┌──

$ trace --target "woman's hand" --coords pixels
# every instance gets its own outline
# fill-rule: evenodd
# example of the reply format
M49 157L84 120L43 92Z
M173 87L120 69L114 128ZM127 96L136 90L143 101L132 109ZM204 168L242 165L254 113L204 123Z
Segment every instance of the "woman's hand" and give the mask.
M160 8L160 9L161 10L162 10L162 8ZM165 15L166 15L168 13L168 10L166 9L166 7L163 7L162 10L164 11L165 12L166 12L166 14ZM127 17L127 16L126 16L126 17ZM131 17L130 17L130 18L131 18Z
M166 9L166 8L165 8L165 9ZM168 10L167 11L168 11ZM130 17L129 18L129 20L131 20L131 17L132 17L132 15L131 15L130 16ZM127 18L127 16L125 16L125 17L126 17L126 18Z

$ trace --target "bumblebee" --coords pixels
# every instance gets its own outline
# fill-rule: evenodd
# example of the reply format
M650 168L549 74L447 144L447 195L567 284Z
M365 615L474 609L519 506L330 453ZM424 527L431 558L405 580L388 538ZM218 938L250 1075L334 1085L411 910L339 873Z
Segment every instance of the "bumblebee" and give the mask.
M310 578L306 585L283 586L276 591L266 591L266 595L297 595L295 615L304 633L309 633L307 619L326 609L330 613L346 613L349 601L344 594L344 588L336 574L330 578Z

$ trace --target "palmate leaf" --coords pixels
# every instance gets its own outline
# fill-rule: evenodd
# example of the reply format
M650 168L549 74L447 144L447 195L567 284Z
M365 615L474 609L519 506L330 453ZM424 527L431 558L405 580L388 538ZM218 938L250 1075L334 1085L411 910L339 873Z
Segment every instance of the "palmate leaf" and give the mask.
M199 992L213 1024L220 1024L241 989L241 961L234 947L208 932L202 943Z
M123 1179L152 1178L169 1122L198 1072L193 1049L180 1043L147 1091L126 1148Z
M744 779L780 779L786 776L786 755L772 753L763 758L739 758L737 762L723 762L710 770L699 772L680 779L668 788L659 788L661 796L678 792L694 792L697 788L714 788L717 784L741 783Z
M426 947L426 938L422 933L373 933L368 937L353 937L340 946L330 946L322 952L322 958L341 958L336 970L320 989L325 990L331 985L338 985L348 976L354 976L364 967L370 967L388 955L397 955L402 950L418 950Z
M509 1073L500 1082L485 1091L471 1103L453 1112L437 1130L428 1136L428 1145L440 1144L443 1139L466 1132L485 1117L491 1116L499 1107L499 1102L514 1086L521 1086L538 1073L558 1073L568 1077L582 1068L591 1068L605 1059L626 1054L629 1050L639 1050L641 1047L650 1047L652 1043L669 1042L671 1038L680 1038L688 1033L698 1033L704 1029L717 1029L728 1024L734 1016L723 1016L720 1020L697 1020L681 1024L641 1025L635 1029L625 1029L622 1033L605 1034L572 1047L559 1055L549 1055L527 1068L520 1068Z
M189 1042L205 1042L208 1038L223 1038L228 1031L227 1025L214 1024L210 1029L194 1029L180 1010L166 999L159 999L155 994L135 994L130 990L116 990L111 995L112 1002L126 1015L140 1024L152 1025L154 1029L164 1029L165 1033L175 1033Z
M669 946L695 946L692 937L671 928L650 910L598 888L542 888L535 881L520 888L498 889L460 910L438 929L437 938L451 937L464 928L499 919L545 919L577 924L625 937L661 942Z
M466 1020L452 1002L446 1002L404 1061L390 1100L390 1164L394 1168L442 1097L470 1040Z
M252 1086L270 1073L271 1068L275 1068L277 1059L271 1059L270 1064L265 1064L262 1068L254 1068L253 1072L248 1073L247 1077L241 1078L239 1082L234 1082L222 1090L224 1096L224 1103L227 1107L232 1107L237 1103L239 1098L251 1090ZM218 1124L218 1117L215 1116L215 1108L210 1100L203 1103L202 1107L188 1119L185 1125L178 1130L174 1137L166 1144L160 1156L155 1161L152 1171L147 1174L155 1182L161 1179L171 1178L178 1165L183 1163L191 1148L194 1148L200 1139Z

└──

* _REQUIREMENTS_
Report every line above that contains the word "give".

* _TASK OUTPUT_
Segment every instance of the "woman's hand" and give the mask.
Segment every instance of the "bumblebee" and give the mask.
Segment every instance of the "palmate leaf" and give the mask.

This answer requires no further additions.